### [EXTRACT PROVIDED]
Time, Space, and Place Flashcards
What did Ebbinghaus’ experiment reveal?
- participants asked to remember nonsense syllables
- showed the forgetting curve is an exponential decaying curve
What was Lashley’s 1950 experiment?
searched for where are the cells that represent stored information by training
rats/mice to do a task and removing % of cortex to try and nail down where it was but it didn’t make much of a difference, only correlated to the more you remove, the more errors they made
What is the main brain area responsible for spatial navigation?
the hippocampus - gives us capacity to spatially navigate & is important for declarative episodic memory
Patient H.M showed hippocampus is essential for. . .
consolidation of explicit episodic memroy
loss of BOTH hippocampi may result in anterograde amnesia (inability to form and retain new memories) but procedural and short term memory is affected
Where does the hippocampus form (primates)
at the edge of the CORTICAL SHEET (as an outgrowth of lateral vesicles) very close to lateral geniculate nucleus (close to THALAMUS)
located in medial temporal lobe
We study on rodent hippocampi for synaptic plasticity because they’re more accessible simpler and still have similar structures and circuits
How does info flow into the hippocampus?

### [WHAT THIS EXERCISE ASKS]
A. According to the flashcards on time, space, and place, what shape did Ebbinghaus' experiment show the forgetting curve to have?
B. Continue the flashcards on time, space, and place from the point where they stop, in the same card style.

### [RAW DATA]
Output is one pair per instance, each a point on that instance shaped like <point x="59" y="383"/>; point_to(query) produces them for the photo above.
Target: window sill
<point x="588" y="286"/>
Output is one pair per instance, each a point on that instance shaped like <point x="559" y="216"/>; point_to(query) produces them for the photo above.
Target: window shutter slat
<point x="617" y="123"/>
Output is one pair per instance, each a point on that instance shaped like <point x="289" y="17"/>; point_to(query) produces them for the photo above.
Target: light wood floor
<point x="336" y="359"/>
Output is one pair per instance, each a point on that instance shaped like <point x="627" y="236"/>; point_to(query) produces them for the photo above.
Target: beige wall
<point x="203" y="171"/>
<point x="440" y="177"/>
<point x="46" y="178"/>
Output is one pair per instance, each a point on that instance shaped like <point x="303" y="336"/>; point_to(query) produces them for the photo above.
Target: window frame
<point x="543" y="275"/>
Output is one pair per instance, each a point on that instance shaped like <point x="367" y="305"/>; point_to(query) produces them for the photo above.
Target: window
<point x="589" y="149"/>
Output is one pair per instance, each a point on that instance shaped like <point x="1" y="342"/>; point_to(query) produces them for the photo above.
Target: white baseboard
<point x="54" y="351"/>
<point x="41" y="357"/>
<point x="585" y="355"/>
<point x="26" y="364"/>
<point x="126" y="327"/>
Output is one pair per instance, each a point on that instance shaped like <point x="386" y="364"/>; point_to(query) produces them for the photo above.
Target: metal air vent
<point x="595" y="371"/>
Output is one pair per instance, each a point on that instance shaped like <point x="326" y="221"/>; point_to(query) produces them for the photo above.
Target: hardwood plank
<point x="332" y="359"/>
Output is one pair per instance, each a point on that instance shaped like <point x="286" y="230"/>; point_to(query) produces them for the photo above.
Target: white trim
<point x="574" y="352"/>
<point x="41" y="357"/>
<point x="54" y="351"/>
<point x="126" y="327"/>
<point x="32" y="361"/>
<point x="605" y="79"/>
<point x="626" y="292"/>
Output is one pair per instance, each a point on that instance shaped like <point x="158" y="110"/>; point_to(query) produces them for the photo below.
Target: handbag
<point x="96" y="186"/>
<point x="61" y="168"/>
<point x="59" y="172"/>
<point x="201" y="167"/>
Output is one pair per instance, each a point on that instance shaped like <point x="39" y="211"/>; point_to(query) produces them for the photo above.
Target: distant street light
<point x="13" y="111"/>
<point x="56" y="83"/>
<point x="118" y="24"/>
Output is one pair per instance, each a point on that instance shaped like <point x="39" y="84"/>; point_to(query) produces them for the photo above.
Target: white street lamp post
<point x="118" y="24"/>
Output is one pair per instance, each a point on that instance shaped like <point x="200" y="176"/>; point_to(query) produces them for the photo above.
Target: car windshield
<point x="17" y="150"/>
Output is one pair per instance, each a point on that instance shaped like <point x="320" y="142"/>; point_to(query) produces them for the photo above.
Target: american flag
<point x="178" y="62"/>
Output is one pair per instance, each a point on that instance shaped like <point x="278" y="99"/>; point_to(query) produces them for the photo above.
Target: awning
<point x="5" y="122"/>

### [TASK RESULTS]
A. It is an exponential decaying curve.

B.
Info flows through hippocampus (CA3–CA1) from the cerebral cortex to entorhinal cortex to hippocampus and out the same way
What are place cells?
- most hippocampal neurons are place sensitive, encoding a small region of the rat’s environmental position / place but are not topographic
- also integrate declarative and spatial info - respond to place as well as what happened at that location
List 3 features of place cells
- Only reactive at specific locations & experiences cause remapping of the spatial map (dynamic & plastic)
- encode where the rat is bu also where it has been recently
- unlike semantic memory, episodic memory is tied to space
What happens to place cells with NMDA antagonists?
There is no reconfiguration if there’s a NMDA antagonist, doesn’t abolish place cells - stops them adapting to new environments
Because some neurons re-map so rapidly, it is suggested that. . .
there may be a set of skeletal templates that can be selected then further refined as the specific of new environment are encountered
Neighboring cells were not necessarily nearby place fields
How does sleep help to consolidate info?
- We dont know why rhythm theta is important for consolidation of information
- Consolidation dependent on sharp wave activity that spreads (ripples) through hippocampus and entorhinal connections at rest/sleep.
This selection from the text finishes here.